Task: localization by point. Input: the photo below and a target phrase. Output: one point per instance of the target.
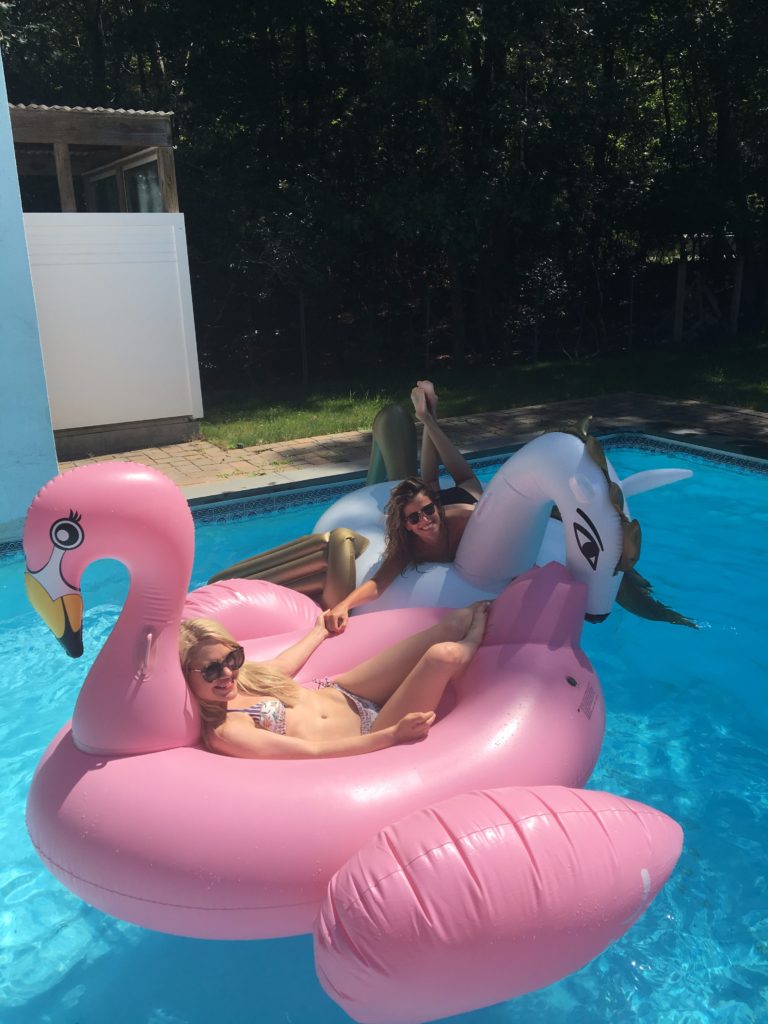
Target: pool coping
(342, 459)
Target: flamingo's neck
(134, 698)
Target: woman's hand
(336, 620)
(321, 627)
(413, 726)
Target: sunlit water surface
(686, 732)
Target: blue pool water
(686, 732)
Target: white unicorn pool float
(436, 878)
(511, 529)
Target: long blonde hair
(252, 678)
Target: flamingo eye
(588, 539)
(67, 534)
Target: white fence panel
(114, 305)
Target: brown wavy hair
(252, 678)
(399, 541)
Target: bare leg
(425, 684)
(429, 464)
(436, 445)
(380, 676)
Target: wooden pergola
(82, 141)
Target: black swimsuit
(457, 496)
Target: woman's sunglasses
(427, 512)
(215, 670)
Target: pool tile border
(276, 499)
(280, 497)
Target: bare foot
(467, 646)
(428, 389)
(476, 631)
(419, 399)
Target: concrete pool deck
(206, 472)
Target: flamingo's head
(103, 510)
(56, 600)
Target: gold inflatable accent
(321, 565)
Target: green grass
(730, 374)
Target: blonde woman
(256, 710)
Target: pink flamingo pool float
(437, 878)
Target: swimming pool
(685, 732)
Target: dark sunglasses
(215, 670)
(427, 512)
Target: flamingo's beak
(62, 615)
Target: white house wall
(114, 305)
(28, 457)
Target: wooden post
(631, 333)
(167, 175)
(738, 276)
(682, 269)
(302, 339)
(64, 177)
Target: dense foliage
(368, 179)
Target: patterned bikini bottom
(367, 710)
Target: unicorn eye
(588, 539)
(587, 545)
(67, 534)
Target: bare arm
(240, 737)
(338, 616)
(293, 658)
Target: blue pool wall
(28, 454)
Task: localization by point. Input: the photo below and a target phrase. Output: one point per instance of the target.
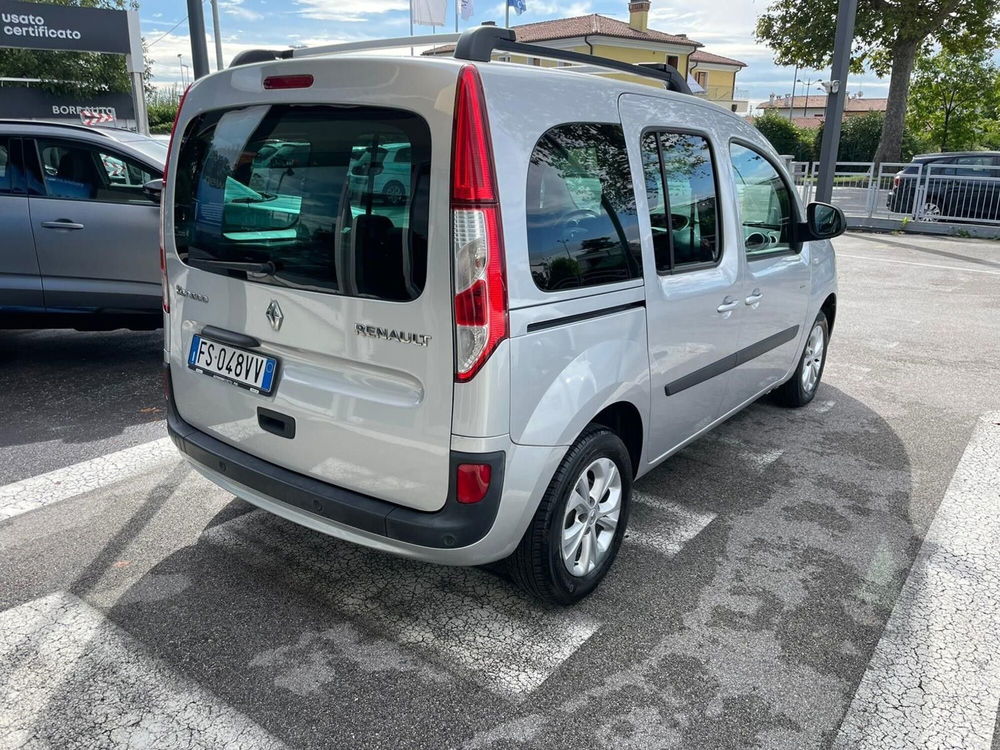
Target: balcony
(727, 98)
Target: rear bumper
(454, 526)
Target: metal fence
(956, 193)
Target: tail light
(477, 240)
(164, 282)
(472, 482)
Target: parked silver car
(80, 233)
(585, 276)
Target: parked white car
(584, 276)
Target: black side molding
(731, 361)
(541, 325)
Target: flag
(429, 12)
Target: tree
(859, 138)
(85, 73)
(888, 35)
(784, 136)
(954, 97)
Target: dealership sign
(64, 27)
(35, 103)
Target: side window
(581, 213)
(84, 172)
(764, 201)
(683, 203)
(6, 165)
(974, 166)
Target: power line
(167, 32)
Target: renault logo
(274, 315)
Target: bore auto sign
(38, 26)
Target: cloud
(236, 8)
(351, 11)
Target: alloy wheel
(591, 517)
(812, 358)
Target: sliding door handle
(62, 224)
(728, 305)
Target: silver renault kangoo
(579, 276)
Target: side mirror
(823, 222)
(153, 190)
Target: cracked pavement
(816, 578)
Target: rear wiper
(264, 197)
(267, 267)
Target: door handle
(62, 224)
(728, 305)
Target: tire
(538, 565)
(394, 193)
(801, 388)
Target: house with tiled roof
(711, 76)
(808, 111)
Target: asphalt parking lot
(824, 577)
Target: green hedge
(161, 117)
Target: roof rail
(478, 45)
(59, 124)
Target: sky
(725, 28)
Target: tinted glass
(6, 165)
(683, 205)
(80, 171)
(309, 196)
(581, 213)
(764, 202)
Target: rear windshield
(329, 199)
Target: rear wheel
(800, 389)
(931, 210)
(578, 527)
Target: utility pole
(217, 35)
(199, 49)
(836, 91)
(791, 104)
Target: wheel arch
(829, 309)
(624, 419)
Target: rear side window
(581, 213)
(307, 197)
(683, 200)
(6, 165)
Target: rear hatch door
(283, 240)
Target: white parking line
(934, 679)
(915, 263)
(70, 481)
(70, 678)
(463, 618)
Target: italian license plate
(254, 372)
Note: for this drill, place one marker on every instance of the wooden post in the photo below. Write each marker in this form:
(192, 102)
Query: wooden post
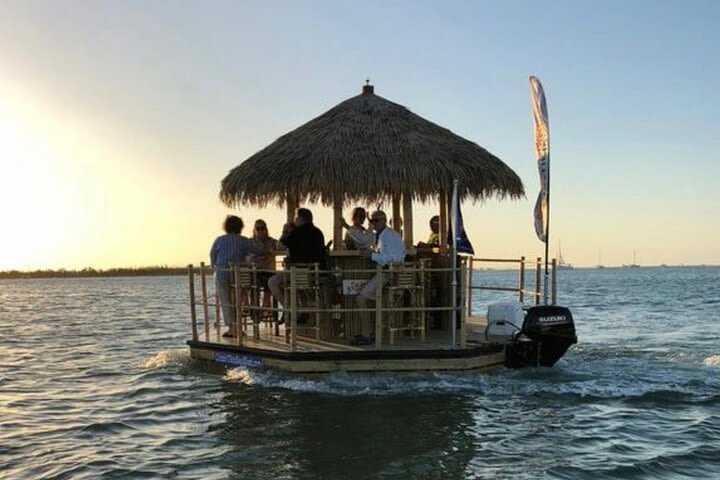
(554, 281)
(217, 313)
(521, 280)
(378, 308)
(469, 286)
(238, 310)
(293, 309)
(337, 224)
(538, 271)
(407, 220)
(291, 204)
(442, 234)
(397, 220)
(193, 316)
(463, 317)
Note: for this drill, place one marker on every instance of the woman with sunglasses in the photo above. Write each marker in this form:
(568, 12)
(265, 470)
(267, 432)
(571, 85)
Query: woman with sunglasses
(357, 237)
(263, 248)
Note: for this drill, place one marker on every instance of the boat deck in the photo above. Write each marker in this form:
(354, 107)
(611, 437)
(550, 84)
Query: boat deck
(313, 355)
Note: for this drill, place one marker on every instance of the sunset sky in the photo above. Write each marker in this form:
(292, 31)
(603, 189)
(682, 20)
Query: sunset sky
(119, 119)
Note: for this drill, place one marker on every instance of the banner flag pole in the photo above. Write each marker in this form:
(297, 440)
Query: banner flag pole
(542, 153)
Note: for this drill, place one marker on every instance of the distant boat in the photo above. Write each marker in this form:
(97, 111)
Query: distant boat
(599, 265)
(561, 265)
(634, 264)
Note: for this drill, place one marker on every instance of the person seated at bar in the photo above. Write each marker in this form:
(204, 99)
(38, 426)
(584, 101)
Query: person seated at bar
(434, 238)
(357, 236)
(388, 249)
(306, 244)
(263, 248)
(231, 248)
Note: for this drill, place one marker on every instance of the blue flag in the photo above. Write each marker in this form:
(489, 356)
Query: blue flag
(459, 241)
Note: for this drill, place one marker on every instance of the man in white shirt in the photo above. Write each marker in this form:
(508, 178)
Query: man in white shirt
(389, 249)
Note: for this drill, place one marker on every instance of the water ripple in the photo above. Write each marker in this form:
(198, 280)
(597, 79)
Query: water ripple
(95, 383)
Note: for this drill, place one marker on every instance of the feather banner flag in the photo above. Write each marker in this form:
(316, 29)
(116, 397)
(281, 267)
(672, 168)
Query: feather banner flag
(460, 241)
(542, 152)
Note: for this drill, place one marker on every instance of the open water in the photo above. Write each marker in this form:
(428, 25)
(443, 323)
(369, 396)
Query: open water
(96, 383)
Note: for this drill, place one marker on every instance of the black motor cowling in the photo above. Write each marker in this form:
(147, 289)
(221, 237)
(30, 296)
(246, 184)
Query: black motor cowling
(547, 333)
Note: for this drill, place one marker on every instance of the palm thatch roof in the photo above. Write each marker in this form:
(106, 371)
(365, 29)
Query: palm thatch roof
(368, 148)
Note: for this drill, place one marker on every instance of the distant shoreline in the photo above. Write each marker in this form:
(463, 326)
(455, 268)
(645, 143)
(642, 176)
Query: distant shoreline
(91, 272)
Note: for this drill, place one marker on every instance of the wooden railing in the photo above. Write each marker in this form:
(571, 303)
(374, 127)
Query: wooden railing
(293, 308)
(519, 289)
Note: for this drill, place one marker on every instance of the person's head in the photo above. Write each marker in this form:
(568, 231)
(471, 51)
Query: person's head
(260, 229)
(233, 224)
(302, 216)
(435, 224)
(358, 216)
(378, 220)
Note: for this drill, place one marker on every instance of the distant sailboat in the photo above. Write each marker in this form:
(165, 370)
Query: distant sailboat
(561, 265)
(634, 264)
(599, 265)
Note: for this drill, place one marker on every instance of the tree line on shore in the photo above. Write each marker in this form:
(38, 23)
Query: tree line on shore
(92, 272)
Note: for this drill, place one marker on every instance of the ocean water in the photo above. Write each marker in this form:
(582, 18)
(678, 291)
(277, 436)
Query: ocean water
(96, 383)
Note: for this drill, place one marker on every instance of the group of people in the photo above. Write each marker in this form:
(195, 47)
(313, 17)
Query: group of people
(305, 243)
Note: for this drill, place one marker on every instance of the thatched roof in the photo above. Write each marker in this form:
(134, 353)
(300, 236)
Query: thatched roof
(368, 148)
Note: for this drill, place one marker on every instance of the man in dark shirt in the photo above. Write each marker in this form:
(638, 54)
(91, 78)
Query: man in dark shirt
(306, 244)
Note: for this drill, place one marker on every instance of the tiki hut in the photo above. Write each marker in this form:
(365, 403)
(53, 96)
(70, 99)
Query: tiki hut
(368, 148)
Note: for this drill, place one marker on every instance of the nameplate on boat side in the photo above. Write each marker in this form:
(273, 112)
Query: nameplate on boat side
(353, 287)
(237, 359)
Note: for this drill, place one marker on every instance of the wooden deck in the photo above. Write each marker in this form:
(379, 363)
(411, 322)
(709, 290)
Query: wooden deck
(307, 343)
(311, 355)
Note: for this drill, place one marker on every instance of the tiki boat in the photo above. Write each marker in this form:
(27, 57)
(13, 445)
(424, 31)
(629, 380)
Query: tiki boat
(368, 150)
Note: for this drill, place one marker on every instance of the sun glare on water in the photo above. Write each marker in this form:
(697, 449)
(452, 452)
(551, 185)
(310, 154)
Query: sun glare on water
(31, 202)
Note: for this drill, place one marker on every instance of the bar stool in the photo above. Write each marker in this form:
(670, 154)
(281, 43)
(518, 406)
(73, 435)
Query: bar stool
(247, 292)
(410, 278)
(308, 285)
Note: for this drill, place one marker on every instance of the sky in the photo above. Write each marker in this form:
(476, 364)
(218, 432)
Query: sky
(119, 119)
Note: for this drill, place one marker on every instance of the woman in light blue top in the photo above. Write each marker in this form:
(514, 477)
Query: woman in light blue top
(228, 249)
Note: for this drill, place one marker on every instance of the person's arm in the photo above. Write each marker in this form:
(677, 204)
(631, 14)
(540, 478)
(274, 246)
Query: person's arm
(213, 252)
(361, 239)
(391, 250)
(287, 236)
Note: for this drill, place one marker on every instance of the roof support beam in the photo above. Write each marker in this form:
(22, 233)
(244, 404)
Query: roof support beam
(407, 220)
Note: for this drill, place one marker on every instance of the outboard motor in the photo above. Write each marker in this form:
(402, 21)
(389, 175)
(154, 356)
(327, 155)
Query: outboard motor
(504, 321)
(547, 333)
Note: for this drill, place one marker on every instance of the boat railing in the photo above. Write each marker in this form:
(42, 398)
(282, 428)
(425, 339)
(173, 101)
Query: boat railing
(520, 288)
(250, 312)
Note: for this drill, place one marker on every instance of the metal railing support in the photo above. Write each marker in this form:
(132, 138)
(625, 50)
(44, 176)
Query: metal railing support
(378, 307)
(521, 280)
(554, 281)
(538, 274)
(206, 313)
(193, 315)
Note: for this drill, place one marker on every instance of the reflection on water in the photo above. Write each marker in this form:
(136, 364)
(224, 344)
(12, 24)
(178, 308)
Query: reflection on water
(95, 383)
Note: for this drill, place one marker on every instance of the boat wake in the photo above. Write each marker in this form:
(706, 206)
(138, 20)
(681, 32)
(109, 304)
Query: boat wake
(166, 358)
(540, 383)
(712, 361)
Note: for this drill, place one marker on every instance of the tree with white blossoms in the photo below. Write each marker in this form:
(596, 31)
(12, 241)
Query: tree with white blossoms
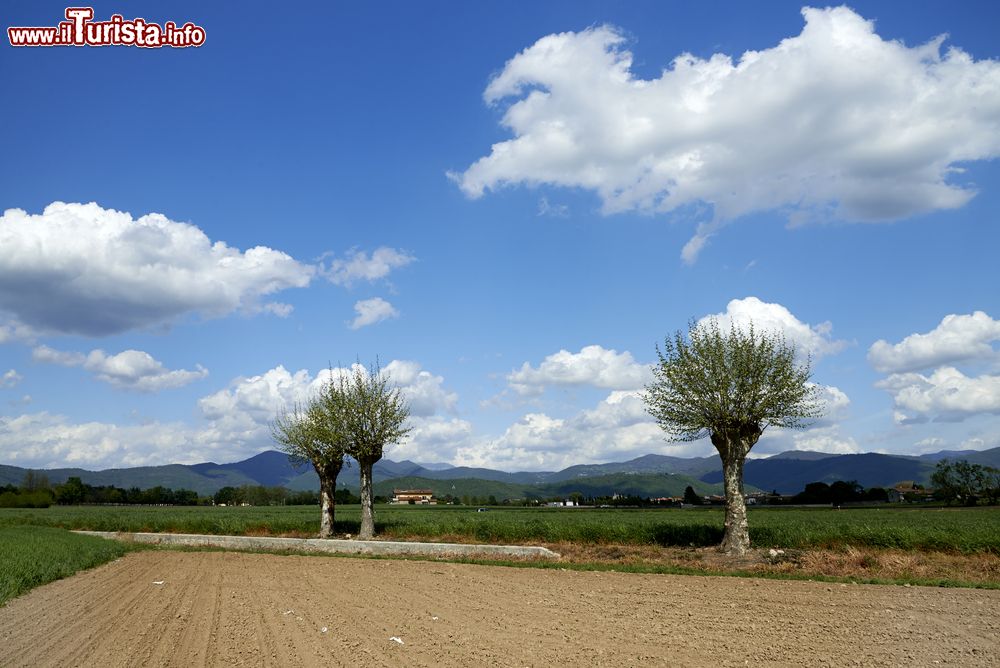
(375, 415)
(315, 432)
(730, 387)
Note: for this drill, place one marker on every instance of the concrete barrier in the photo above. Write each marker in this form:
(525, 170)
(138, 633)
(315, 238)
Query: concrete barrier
(331, 546)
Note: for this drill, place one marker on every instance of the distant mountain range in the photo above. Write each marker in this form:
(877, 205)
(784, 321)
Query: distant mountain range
(649, 475)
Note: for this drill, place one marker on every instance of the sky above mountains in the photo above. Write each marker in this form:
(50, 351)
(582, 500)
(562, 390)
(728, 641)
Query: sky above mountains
(509, 208)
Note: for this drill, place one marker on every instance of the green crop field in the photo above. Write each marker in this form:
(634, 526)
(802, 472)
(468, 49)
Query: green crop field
(973, 530)
(31, 556)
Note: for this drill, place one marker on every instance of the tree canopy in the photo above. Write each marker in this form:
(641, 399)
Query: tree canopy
(710, 382)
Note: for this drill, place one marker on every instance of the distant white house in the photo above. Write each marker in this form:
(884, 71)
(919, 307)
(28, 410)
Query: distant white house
(420, 497)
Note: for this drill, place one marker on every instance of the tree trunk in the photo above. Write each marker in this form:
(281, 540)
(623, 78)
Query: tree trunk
(328, 506)
(327, 498)
(736, 540)
(367, 502)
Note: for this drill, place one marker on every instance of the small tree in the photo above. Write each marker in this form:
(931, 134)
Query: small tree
(729, 387)
(315, 433)
(375, 417)
(691, 497)
(963, 481)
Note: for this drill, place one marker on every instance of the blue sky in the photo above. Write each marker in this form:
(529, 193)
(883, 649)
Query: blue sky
(509, 207)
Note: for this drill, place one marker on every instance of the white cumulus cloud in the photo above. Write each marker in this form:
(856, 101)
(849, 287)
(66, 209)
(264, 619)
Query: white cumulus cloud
(84, 269)
(617, 429)
(130, 369)
(371, 311)
(594, 365)
(10, 379)
(836, 122)
(815, 340)
(423, 391)
(945, 395)
(958, 338)
(361, 266)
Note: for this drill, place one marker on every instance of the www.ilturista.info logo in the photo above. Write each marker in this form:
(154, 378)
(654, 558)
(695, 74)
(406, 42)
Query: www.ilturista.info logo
(79, 29)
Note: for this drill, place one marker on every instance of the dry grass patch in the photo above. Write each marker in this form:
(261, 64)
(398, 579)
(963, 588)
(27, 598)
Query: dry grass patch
(850, 563)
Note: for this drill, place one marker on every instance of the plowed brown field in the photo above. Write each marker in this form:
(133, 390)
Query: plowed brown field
(223, 609)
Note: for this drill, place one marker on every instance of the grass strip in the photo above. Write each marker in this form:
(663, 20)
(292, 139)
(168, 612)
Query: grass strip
(31, 556)
(654, 569)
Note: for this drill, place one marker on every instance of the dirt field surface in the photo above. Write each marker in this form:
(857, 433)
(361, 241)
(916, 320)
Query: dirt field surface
(221, 609)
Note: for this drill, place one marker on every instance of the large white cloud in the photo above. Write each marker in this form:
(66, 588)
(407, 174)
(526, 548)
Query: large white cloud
(946, 395)
(234, 423)
(130, 369)
(593, 365)
(958, 338)
(814, 340)
(834, 122)
(84, 269)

====

Scan the listing for the string "below". Copy each line that has it.

ANSWER AREA:
Task: localization by point. Input: the photo below and a target phrase. Output: one point per instance of the target.
Task: localization by point. Input: the photo below and a target phrase. Output: one point per instance of the target.
Note: for this drill, place one marker on every instance of the wooden post in the photo below. Write each marker in this form:
Note: for this drill, place one marker on every instance of the tree with white blossoms in the photo below. Write each marker in this form:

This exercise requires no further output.